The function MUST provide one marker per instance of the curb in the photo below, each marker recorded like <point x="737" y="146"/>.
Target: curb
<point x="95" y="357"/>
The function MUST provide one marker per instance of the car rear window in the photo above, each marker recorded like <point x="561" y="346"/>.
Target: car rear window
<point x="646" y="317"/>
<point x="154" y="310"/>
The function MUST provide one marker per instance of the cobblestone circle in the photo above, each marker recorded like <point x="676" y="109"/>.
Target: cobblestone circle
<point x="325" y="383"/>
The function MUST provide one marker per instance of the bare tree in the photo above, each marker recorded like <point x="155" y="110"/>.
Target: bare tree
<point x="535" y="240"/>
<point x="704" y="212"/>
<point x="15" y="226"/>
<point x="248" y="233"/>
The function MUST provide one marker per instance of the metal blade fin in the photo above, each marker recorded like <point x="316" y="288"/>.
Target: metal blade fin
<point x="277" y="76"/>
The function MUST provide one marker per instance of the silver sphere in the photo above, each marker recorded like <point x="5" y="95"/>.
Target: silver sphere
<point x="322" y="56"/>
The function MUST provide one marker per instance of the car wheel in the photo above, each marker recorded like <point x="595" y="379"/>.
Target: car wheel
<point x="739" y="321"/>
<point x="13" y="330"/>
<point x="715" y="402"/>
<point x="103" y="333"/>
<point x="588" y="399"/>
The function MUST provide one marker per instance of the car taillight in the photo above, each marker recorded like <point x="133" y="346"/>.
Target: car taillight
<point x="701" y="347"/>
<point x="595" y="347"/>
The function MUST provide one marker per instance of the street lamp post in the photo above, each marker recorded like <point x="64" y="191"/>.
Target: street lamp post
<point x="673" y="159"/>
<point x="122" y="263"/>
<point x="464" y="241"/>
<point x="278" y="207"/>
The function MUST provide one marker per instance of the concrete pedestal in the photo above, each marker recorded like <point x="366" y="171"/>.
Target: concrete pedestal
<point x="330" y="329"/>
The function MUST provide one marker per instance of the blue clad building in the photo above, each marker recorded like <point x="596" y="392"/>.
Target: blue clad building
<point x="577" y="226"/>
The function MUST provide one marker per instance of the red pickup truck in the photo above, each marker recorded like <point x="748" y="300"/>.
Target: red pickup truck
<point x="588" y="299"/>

+ + + +

Copy the listing above word for word, starting with the line that contains "The function MUST provide one marker per instance of the red" and continuing through the listing's final line.

▶ _Exercise response_:
The function MUST provide one marker per instance of the red pickup truck in the photo above, each marker recorded like <point x="748" y="300"/>.
Target: red pickup truck
<point x="588" y="299"/>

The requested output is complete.